Reproduce each line below without any alteration.

#### [Information supplied]
○ ○ ○ ○
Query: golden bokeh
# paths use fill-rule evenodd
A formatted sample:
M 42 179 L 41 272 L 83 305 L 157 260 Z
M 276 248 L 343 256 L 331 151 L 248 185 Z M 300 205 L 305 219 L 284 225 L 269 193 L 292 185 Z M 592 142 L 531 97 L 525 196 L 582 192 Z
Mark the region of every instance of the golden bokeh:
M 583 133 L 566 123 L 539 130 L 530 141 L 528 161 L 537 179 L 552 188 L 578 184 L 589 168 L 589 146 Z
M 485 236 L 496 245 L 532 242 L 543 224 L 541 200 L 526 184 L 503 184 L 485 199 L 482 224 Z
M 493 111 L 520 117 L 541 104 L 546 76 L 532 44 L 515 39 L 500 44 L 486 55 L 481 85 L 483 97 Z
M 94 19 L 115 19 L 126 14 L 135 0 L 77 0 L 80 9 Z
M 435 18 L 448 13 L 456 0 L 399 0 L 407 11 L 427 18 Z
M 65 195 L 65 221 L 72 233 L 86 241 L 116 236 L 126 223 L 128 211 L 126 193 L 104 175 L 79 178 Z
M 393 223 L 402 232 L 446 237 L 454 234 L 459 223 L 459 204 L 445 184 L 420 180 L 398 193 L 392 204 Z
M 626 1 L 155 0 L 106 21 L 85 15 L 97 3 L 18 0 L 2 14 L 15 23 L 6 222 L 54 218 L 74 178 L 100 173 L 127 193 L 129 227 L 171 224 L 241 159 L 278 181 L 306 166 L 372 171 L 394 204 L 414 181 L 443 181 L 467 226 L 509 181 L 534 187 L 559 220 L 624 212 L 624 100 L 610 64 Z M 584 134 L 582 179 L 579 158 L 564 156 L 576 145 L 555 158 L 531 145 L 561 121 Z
○ ○ ○ ○
#### [Output for this task]
Query: golden bokeh
# paths use fill-rule evenodd
A formatted sample:
M 42 179 L 41 272 L 83 305 L 157 260 Z
M 276 248 L 343 256 L 331 151 L 248 185 Z M 300 205 L 305 219 L 284 225 L 269 193 L 292 185 Z M 592 142 L 531 97 L 525 196 L 582 192 Z
Mark the region of every instance of the golden bokeh:
M 583 133 L 566 123 L 539 130 L 530 141 L 528 161 L 537 179 L 552 188 L 578 184 L 589 168 L 589 146 Z
M 485 236 L 496 245 L 532 242 L 543 224 L 541 200 L 526 184 L 503 184 L 485 199 L 482 224 Z
M 493 111 L 520 117 L 541 104 L 546 76 L 532 44 L 515 39 L 500 44 L 486 55 L 481 85 L 483 97 Z
M 94 19 L 115 19 L 126 14 L 135 0 L 77 0 L 80 9 Z
M 435 18 L 448 13 L 456 0 L 399 0 L 407 11 L 427 18 Z
M 65 195 L 65 221 L 72 233 L 86 241 L 116 236 L 126 223 L 128 211 L 126 193 L 104 175 L 79 178 Z
M 393 223 L 402 232 L 446 237 L 454 234 L 459 223 L 459 204 L 445 184 L 420 180 L 398 193 L 392 204 Z
M 626 1 L 155 0 L 106 21 L 85 15 L 97 3 L 18 0 L 2 14 L 15 23 L 6 222 L 54 218 L 74 178 L 100 173 L 127 193 L 129 227 L 171 224 L 241 159 L 278 181 L 306 166 L 372 171 L 394 204 L 414 181 L 443 181 L 467 226 L 509 181 L 534 187 L 559 220 L 624 212 L 624 100 L 610 64 Z M 584 134 L 582 179 L 579 158 L 564 156 L 576 145 L 555 158 L 531 145 L 561 121 Z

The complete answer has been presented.